======== Information shown ========

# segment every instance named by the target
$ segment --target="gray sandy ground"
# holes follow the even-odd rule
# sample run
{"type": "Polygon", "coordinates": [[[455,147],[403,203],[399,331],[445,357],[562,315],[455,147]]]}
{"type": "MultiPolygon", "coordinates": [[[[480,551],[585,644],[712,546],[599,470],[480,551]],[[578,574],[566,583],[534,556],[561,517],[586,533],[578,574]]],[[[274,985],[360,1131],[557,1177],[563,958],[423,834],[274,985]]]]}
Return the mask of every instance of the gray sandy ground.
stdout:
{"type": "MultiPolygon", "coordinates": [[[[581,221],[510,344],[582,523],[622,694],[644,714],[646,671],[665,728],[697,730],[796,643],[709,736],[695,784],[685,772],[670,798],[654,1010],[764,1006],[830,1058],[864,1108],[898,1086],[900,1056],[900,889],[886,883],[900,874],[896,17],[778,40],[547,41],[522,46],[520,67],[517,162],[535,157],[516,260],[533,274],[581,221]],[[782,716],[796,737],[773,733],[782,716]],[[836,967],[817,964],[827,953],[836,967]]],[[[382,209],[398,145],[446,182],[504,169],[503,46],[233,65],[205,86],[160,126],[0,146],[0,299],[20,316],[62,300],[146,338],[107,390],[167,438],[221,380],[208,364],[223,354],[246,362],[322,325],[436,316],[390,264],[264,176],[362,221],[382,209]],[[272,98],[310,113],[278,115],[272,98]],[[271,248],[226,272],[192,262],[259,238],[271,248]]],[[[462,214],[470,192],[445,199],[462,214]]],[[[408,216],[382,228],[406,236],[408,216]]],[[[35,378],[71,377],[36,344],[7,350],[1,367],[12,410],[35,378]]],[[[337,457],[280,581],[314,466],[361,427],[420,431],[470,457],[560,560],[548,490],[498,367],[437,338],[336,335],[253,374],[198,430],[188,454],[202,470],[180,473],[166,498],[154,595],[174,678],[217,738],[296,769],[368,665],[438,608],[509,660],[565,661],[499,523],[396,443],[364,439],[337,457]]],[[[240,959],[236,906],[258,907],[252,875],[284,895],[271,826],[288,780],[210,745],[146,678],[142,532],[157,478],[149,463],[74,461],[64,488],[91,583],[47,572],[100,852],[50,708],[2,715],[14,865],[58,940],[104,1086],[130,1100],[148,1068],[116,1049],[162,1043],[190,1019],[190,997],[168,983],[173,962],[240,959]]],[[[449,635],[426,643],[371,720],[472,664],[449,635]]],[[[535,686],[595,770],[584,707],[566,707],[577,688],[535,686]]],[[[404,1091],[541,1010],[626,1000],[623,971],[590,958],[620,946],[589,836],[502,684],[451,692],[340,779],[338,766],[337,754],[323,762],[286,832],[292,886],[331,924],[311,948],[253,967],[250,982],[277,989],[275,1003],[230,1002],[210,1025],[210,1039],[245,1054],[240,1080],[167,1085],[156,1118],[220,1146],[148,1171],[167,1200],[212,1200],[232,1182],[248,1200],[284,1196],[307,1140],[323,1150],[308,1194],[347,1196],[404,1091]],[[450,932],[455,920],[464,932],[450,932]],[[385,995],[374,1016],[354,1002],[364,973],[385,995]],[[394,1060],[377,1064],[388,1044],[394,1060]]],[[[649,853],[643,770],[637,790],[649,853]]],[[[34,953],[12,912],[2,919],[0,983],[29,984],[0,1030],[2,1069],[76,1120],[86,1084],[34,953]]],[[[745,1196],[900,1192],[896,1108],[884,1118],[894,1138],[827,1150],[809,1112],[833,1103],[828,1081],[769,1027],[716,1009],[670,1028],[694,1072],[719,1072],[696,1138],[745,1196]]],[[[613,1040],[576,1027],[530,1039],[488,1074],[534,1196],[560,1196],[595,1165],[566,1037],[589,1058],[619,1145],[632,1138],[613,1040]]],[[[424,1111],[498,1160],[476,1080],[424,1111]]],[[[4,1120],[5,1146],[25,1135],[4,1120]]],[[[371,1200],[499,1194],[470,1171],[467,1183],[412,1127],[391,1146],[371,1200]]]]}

========

Take the entries above and copy them out exactly.

# segment every instance named by the target
$ segment --target="gray sandy ground"
# holes follow the even-odd rule
# sample run
{"type": "Polygon", "coordinates": [[[455,147],[403,203],[399,331],[445,357],[562,315],[455,147]]]}
{"type": "MultiPolygon", "coordinates": [[[[480,551],[585,644],[712,546],[599,470],[480,551]],[[578,574],[566,583],[534,556],[561,517],[586,533],[578,574]]],[[[274,985],[360,1131],[557,1177],[563,958],[423,834],[274,985]]]]}
Return the mask of every instance of the gray sandy ground.
stdout:
{"type": "MultiPolygon", "coordinates": [[[[581,221],[510,344],[582,523],[622,694],[644,714],[646,671],[665,728],[697,730],[796,643],[709,736],[695,784],[685,772],[670,798],[654,1010],[764,1006],[830,1058],[864,1108],[898,1086],[900,1056],[900,889],[886,883],[900,874],[896,17],[778,40],[547,41],[522,46],[520,67],[517,162],[535,157],[516,260],[533,274],[581,221]],[[782,716],[796,737],[773,733],[782,716]],[[836,967],[817,964],[827,953],[836,967]]],[[[382,209],[398,145],[446,182],[504,169],[503,46],[233,65],[205,86],[160,126],[0,146],[0,299],[20,316],[62,300],[146,338],[107,390],[167,438],[221,380],[208,364],[223,354],[246,362],[322,325],[436,316],[390,264],[264,176],[362,221],[382,209]],[[272,98],[310,113],[278,115],[272,98]],[[271,248],[226,272],[192,262],[259,238],[271,248]]],[[[462,214],[470,192],[445,199],[462,214]]],[[[408,216],[382,228],[406,236],[408,216]]],[[[35,378],[71,377],[36,344],[7,350],[1,367],[12,410],[35,378]]],[[[337,457],[280,581],[314,466],[361,427],[420,431],[470,457],[560,560],[548,490],[498,367],[437,338],[336,335],[253,374],[198,430],[188,454],[202,470],[180,473],[166,498],[154,595],[174,678],[217,738],[296,769],[368,665],[438,608],[509,660],[565,661],[499,523],[396,443],[364,439],[337,457]]],[[[240,959],[236,906],[258,907],[252,875],[284,895],[271,826],[288,780],[210,745],[146,678],[142,532],[157,478],[149,463],[74,461],[64,488],[91,583],[47,572],[100,852],[50,708],[2,715],[14,865],[58,940],[104,1086],[130,1100],[148,1068],[116,1049],[162,1043],[190,1019],[190,997],[168,983],[173,962],[240,959]]],[[[449,635],[426,643],[371,720],[472,664],[449,635]]],[[[535,686],[595,770],[584,707],[566,707],[577,688],[535,686]]],[[[404,1091],[541,1010],[626,1000],[623,971],[590,958],[620,946],[589,836],[502,684],[451,692],[340,779],[338,766],[337,754],[323,762],[286,832],[292,886],[331,924],[311,948],[253,967],[250,982],[277,989],[275,1003],[230,1002],[210,1025],[210,1039],[245,1054],[240,1080],[167,1085],[156,1118],[220,1146],[148,1171],[167,1200],[212,1200],[232,1182],[248,1200],[284,1196],[307,1140],[323,1150],[308,1194],[347,1196],[404,1091]],[[450,932],[455,920],[464,932],[450,932]],[[385,995],[374,1016],[354,1002],[364,973],[385,995]],[[394,1060],[377,1064],[388,1044],[394,1060]]],[[[649,853],[643,770],[637,790],[649,853]]],[[[34,953],[12,912],[2,919],[0,983],[29,984],[0,1030],[2,1069],[76,1120],[86,1084],[34,953]]],[[[745,1196],[900,1192],[896,1108],[884,1118],[894,1138],[827,1150],[809,1112],[833,1103],[828,1081],[769,1027],[716,1009],[670,1028],[694,1072],[719,1072],[696,1138],[745,1196]]],[[[613,1040],[576,1027],[530,1039],[488,1074],[534,1196],[560,1196],[595,1165],[566,1037],[589,1058],[619,1145],[632,1138],[613,1040]]],[[[424,1111],[498,1160],[476,1080],[424,1111]]],[[[4,1120],[5,1146],[25,1135],[4,1120]]],[[[371,1200],[499,1194],[470,1171],[467,1183],[412,1127],[391,1146],[371,1200]]]]}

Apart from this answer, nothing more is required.